GIVEN TEXT
------------------------------------

Rev. Pauli Murray was the first black woman ordained in the Episcopal Church. She gave her first sermon at the Chapel of the Cross on Sunday, Feb. 13, 1977. DTH File/Allen Jernigan

On Dec. 5, a portrait mural of the late activist, lawyer and priest Pauli Murray will be unveiled at the Orange County Sportsplex in Hillsborough.

The event will feature speeches by County Manager Bonnie Hammersley, a representative from the Pauli Murray Center for History and Social Justice in Durham and Orange County Board of County Commissioners Chair Jamezetta Bedford.

Murray was a Black, queer, gender non-conforming activist who worked throughout the 20th centuryThe Pauli Murray Center uses he/him, she/her and they/them pronouns interchangeably to refer to Murray.

My Name is Pauli Murray,” an autobiographical documentary, will be shown at Tuesday's event, said Shameka Fairbanks, the chief equity and human rights officer for Orange County.

Scott Nurkin is a local artist who owns The Mural Shop and has created works across the state that commemorate Black musicians. He completed the mural of Murray.

He said the mural began as a portrait of Murray depicted in their former office — but, in collaboration with Fairbanks, Nurkin decided to transform the work into a dedication to Murray's relation to North Carolina, featuring a silhouette of the state.

The work also features a scale to represent their legal work, finger nail polish to represent feminism and quotes from their publications to represent Murray's role as a writer, Nurkin said.

------------------------------------

Dataset records
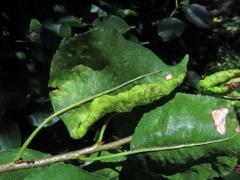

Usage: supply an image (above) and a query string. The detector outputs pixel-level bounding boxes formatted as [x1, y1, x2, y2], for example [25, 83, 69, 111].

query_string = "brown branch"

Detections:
[0, 136, 132, 173]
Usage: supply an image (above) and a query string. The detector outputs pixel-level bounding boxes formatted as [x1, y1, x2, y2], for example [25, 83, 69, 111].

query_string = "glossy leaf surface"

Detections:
[49, 23, 188, 138]
[131, 93, 240, 179]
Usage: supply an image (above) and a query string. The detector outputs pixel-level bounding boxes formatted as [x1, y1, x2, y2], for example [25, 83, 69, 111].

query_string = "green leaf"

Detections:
[0, 118, 21, 151]
[0, 149, 106, 180]
[87, 151, 127, 179]
[93, 16, 131, 34]
[197, 69, 240, 99]
[131, 93, 240, 179]
[49, 25, 188, 138]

------------------------------------

CHALLENGE
From the article on the Pauli Murray mural, reproduce word for word the stretch from "My Name is Pauli" through "for Orange County.".

TASK RESULT
My Name is Pauli Murray,” an autobiographical documentary, will be shown at Tuesday's event, said Shameka Fairbanks, the chief equity and human rights officer for Orange County.